I was living alone in a new city with no help and my husband worked long hours. Managing a 2-year-old and a newborn, all while trying to keep a perfectly clean house and healthy dinners on the table every night, was, to my surprise, impossible in every way. My body was a wreck, not "bouncing back" as it did with my first. My daughter never slept for more than three hours until she was over a year old. She cried for hours on end most nights, as I tried relentlessly to calm her.

I remember bouncing her in her carrier for hours trying to get her to calm down and settle in for sleep. Meanwhile, I was a zombie and my son tore every square inch of the house into pieces. Keeping a naptime schedule was nearly impossible with another child to consider. Dinner was often takeout. There were days when I didn't look in the mirror or have proper clothing on until 5 pm.

The demands of motherhood laughed at my idea of picture-perfect motherhood. Every night I went to bed feeling like I had failed my children. I cried. Oh man, did I cry.

It wasn't long until I came to the realization that if I wanted to be a good mom, that is, to focus on things that are actually important, I had to stop sweating all the small stuff.

Even though I didn't really know how I was relieved that I didn't have to keep up with myself anymore. I had grown so weary of the high standards I had set for myself and those around me. I wanted a way out of the perfectionist trap and to loosen the reigns.

To-do list:
1/ In the motherhood passage, until what age did the daughter never sleep for more than three hours?
2/ Write out the motherhood passage word for word, from "It wasn't long" up to and including "loosen the reigns.".
3/ Resume the motherhood passage after its final sentence.

(Records from a collection)
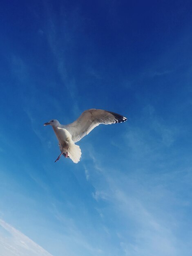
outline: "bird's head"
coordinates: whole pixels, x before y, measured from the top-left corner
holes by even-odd
[[[52,119],[50,120],[50,121],[49,121],[49,122],[47,122],[47,123],[44,124],[44,125],[46,126],[49,125],[51,126],[58,126],[59,124],[60,124],[60,123],[58,120],[56,119]]]

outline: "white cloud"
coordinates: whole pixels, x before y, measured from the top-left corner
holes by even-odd
[[[0,255],[3,256],[52,256],[27,236],[1,219]]]

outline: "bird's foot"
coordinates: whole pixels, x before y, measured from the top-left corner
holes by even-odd
[[[55,161],[55,163],[56,163],[57,161],[58,161],[58,160],[59,160],[60,159],[60,157],[61,157],[61,155],[62,155],[63,152],[62,152],[61,154],[60,154],[60,155],[59,155],[59,156],[57,157],[57,158],[56,159],[56,160]]]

The responses:
1/ Until she was over a year old.

2/
It wasn't long until I came to the realization that if I wanted to be a good mom, that is, to focus on things that are actually important, I had to stop sweating all the small stuff.

Even though I didn't really know how I was relieved that I didn't have to keep up with myself anymore. I had grown so weary of the high standards I had set for myself and those around me. I wanted a way out of the perfectionist trap and to loosen the reigns.

3/
I realized that the most beautiful encounters with my children had been when I decided to say, "Oh, don't worry about it!" (i.e. the house, dinner, naptime schedules, etc). Love and joyful encounters with my children was incomparable to the latter. I knew my children needed me to look at them and not the 3-day- old stain on the dining room floor. The beauty in the moments, when I intentionally chose stillness and gratitude over productivity, was the reason I decided it was time to lay down a life-long pattern of perfectionism and control.

The problem was, I didn't really know where to start. I had been living this way for more than three decades. But I did know that I needed to start somewhere. So I started practicing being imperfect. Just like I had been teaching my 4-year old son. "The only way to get better at something is by practicing," I would tell him.

So, I did. And so I still am, practicing being imperfect.